Aron Michael Ekberg (born 30 March 1991), better known by his stage name AronChupa, is a Swedish singer, record producer, songwriter, artist and DJ. His 2014 song "I'm an Albatraoz" reached number 1 on the Swedish Singles Chart and in Denmark, and top 10 in many charts across Europe. It also reached number 25 in the UK and number 10 in the US dance charts. His younger sister, Nora Ekberg, better known professionally as Little Sis Nora, provided the vocals for the track and starred in the music video, but never appeared as featured artist on the track. The music video has surpassed 1.35 billion views on YouTube.

Career
Ekberg attended San Francisco's Academy of Art University around 2011-2013 and played on the school's soccer team before moving back to Sweden.
Aron started his professional music career in Swedish electro house-hip hop band, Albatraoz, founded in 2012 by himself along with four of his best friends whom he had met while growing up. On 2 August 2013, their debut single was released, the self-titled song "Albatraoz" and shortly after they signed with Sony Music. The song reached 36 on the Swedish Singles Chart and remained on the chart for 18 weeks. "Albatraoz" was certified double platinum in Sweden. In January 2014 the song had reached 8.5 million plays on Spotify and the group toured to promote the song. The band followed up with a few singles, including "Arriba" and "Wunderbar", while touring Scandinavia from 2013 to 2017 before dissolving in 2017.

=====

TASKS AND EXERCISES:
**1.** In the AronChupa biography, what university did Ekberg attend in San Francisco?
**2.** Pick up the AronChupa biography after its last sentence and write the next paragraph of his career.

DATA SHOWN:
=====

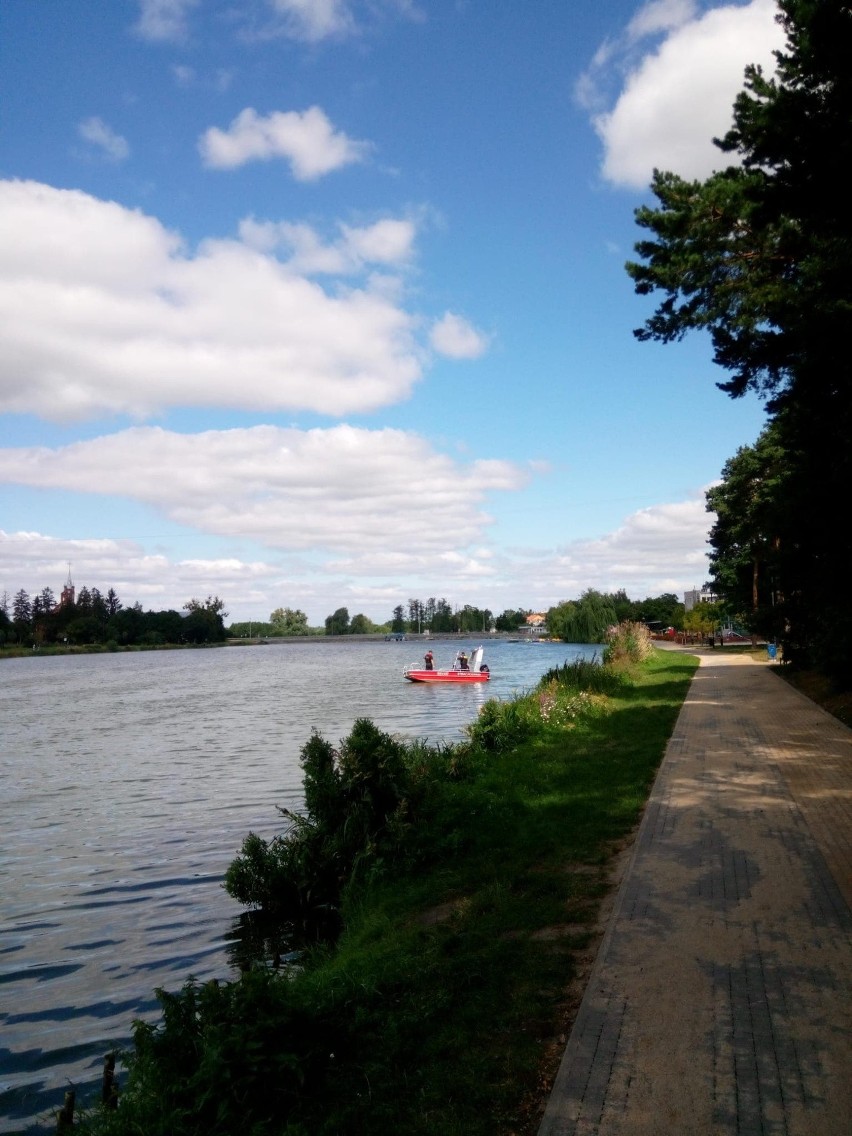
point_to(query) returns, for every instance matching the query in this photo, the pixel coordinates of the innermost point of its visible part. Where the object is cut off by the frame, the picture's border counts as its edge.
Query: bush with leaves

=====

RESULTS FOR THE EXERCISE:
**1.** Academy of Art University.

**2.**
On 20 March 2014, Ekberg released his debut solo single, "I'm an Albatraoz", with his younger sister, Nora Ekberg, better known as Little Sis Nora, on vocals. After some success independently Ekberg also signed his solo project to Sony Music. The song reached number 1 in Sweden and Denmark and top 10 in Germany, Austria, Norway, Finland, Australia and the Netherlands. It was certified double platinum in Sweden and Australia and platinum in New Zealand, Italy and Denmark. The music video also has over 1.3 billion views on YouTube.

His second single dropped on 20 November 2015, titled "Fired Cuz I Was Late", and peaked at number 100 in Sweden.

On 26 February 2016, Ekberg released his third solo single, "Little Swing", which features Little Sis Nora. The song gained slight recognition in the UK when Vodafone UK started using it in their roaming advert campaign.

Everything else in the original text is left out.